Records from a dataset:
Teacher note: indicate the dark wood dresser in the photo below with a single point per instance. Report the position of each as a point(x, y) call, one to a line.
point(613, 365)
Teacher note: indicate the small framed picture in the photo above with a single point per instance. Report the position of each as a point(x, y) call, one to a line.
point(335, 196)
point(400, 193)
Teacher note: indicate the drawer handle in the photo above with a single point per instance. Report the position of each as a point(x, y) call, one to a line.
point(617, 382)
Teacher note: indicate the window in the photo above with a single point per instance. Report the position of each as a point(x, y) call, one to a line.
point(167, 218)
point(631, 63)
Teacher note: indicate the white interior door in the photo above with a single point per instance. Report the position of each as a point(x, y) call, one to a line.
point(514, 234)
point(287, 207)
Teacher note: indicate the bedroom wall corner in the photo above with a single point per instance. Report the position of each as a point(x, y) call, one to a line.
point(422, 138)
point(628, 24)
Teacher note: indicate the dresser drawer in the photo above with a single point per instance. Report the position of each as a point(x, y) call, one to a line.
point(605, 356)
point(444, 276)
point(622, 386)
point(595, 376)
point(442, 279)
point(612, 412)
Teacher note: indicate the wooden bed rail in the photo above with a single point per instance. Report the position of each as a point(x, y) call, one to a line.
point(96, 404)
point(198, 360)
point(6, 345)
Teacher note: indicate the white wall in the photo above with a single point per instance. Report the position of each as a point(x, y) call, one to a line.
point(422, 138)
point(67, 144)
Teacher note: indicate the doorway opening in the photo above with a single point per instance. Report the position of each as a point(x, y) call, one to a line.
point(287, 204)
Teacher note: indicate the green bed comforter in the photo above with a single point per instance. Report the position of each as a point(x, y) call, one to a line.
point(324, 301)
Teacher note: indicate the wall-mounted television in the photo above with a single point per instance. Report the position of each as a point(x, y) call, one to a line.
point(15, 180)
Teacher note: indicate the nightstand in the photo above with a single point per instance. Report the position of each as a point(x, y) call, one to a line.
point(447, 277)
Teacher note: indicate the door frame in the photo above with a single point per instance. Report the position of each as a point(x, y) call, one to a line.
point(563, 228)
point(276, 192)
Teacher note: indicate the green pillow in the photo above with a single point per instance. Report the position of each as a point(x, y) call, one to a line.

* * *

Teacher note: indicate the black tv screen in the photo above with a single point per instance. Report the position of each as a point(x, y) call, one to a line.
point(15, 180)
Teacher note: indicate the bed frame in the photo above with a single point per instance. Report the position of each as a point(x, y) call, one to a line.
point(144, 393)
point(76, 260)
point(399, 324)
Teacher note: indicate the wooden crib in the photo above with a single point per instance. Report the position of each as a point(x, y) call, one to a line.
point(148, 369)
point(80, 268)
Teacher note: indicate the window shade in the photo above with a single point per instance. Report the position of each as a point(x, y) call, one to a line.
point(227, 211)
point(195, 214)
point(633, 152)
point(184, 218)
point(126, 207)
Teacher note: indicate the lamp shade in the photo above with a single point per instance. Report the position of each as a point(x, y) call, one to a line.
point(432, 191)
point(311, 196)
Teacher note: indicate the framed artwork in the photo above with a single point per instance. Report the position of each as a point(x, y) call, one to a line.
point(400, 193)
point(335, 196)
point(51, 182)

---

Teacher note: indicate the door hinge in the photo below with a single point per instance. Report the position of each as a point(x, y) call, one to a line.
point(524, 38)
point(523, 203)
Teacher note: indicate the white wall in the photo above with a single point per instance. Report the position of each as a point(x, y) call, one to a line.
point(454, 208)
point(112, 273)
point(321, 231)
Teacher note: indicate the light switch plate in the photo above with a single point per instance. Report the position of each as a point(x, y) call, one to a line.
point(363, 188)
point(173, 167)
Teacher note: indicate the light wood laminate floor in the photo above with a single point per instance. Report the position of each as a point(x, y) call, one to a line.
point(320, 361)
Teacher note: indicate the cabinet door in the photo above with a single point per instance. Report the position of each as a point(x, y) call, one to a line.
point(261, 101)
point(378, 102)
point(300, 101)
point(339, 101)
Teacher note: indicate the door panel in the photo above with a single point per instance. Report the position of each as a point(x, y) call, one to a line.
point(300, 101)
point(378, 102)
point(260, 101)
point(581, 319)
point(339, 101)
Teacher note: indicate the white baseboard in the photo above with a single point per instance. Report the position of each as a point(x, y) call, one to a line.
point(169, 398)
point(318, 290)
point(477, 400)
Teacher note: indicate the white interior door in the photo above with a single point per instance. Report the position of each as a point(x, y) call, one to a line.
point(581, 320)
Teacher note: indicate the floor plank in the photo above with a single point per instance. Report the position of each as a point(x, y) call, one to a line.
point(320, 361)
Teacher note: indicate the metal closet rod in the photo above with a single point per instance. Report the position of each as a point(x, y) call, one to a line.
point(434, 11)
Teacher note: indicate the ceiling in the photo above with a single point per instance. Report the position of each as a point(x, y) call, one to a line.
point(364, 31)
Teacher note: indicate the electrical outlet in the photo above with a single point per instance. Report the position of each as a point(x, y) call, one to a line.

STATED GOAL:
Retype the data above from the line with "Teacher note: indicate the dresser" to the line with "point(612, 412)", including both of those lines and leaving every line unchanged.

RIGHT ANSWER:
Teacher note: indicate the dresser drawer in the photo above with a single point per instance. Report the position of each as a point(x, y) call, one to a line.
point(605, 356)
point(444, 276)
point(622, 386)
point(595, 376)
point(442, 279)
point(612, 412)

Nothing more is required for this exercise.